--- Texte source ---

L'abus de lois est dangereux pour le droit



« Il est parfois nécessaire de changer certaines lois mais le cas est rare et, lorsqu'il arrive, il ne faut y toucher que d'une main tremblante (…) Les lois inutiles affaiblissent les lois nécessaires » Montesquieu, De l'esprit des lois, 1748.

 

Le 17 mai 2011, était promulguée la loi n° 2011-525 dite, sans humour ni scrupules, « de simplification et d'amélioration de la qualité du droit » : 200 articles touchant aux différentes branches du droit et ravalant les différents codes. Autrefois, ces dispositions étaient qualifiées de « mesures d'ordre » ! Répondant à une évidente exigence, l'objectif est louable. Il n'est pas certain qu'il ait véritablement été atteint. Le texte voté a d'ailleurs fait l'objet d'une saisine du Conseil constitutionnel. Les députés requérants mettaient en cause « l'intelligibilité et l'accessibilité de la loi » ! Diverses dispositions constitutives du droit de la communication sont, ainsi et officiellement dans ce but, la matière de quelques corrections et modifications partielles. Un travail d'une beaucoup plus grande ampleur serait, à cet égard, tout à fait indispensable. Il reste tout entier à accomplir.

--- Extraits des entrées ---

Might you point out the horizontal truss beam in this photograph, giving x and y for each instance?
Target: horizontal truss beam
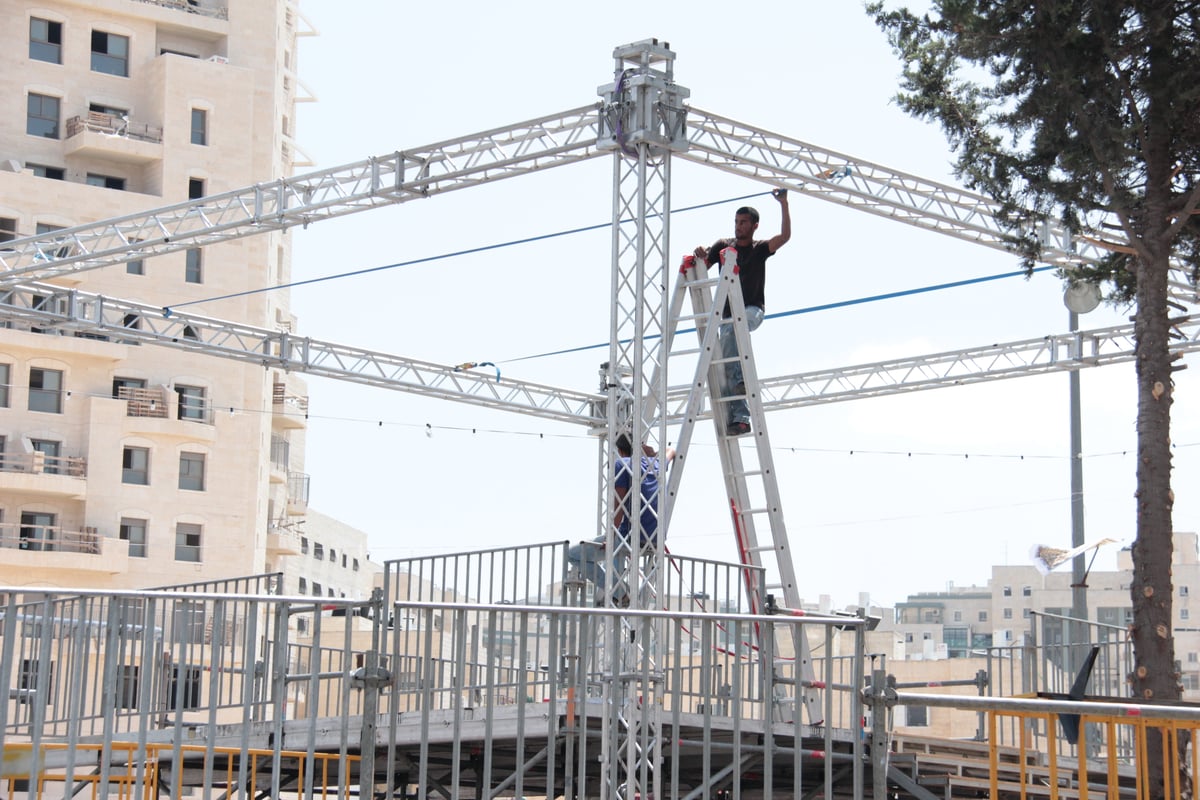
(790, 163)
(385, 180)
(69, 312)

---

Prolongez le texte sur l'abus de lois au-delà de sa dernière phrase. Les entrées forment un matériau distinct du texte sur l'abus de lois.

**Réponse:**
L'occasion est ainsi donnée de mentionner brièvement quelques éléments de ce que pourraient en être l'objet (I) et la méthode (II).
I. Objet S'agissant de l'objet d'une telle entreprise « de simplification et d'amélioration de la qualité du droit » de la communication, il suffit de faire état de ce qui devrait être un objectif général (A), auquel cette discipline ne peut ni ne doit évidemment pas échapper, et d'en identifier quelques éléments particuliers (B).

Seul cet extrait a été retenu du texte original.